(TASK DATA Opens)
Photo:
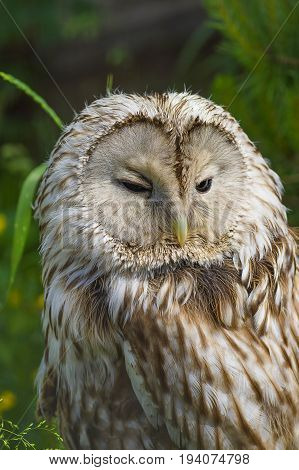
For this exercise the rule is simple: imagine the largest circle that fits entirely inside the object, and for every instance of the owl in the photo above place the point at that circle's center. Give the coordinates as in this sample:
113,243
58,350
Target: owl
171,315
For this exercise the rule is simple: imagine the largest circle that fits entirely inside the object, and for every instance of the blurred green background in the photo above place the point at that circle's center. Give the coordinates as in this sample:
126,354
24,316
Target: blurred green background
243,54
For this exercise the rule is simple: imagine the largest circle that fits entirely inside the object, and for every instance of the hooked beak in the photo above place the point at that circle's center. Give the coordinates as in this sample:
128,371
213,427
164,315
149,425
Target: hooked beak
(TASK DATA Closes)
## [YOUR TASK]
The records above should be copied word for word, with the pictures left out.

## [ANSWER SECTION]
Photo:
For this exercise the rule is simple: imagine the largest circle that fits entirely inside the object, and for every instance of the owl in the photo above place the point at that circle's center. Give the coordinates as in this sample:
113,243
58,350
Target: owl
171,315
For this exercise the rule is simple: imagine the largest circle that fits entirely inside the object, and for every instance of the blurred green background in the photo above place the point at that circle's center. Give the coordinates as in this sample:
126,354
24,316
Target: blurred green background
243,54
For this exercise the rule is simple: imagine the largest circle that fits entirely inside the object, and for every instance of the hooked beak in the photo above place the point at that circle's center. Give the coordinates as in this sample:
128,371
213,427
164,315
149,425
Target: hooked beak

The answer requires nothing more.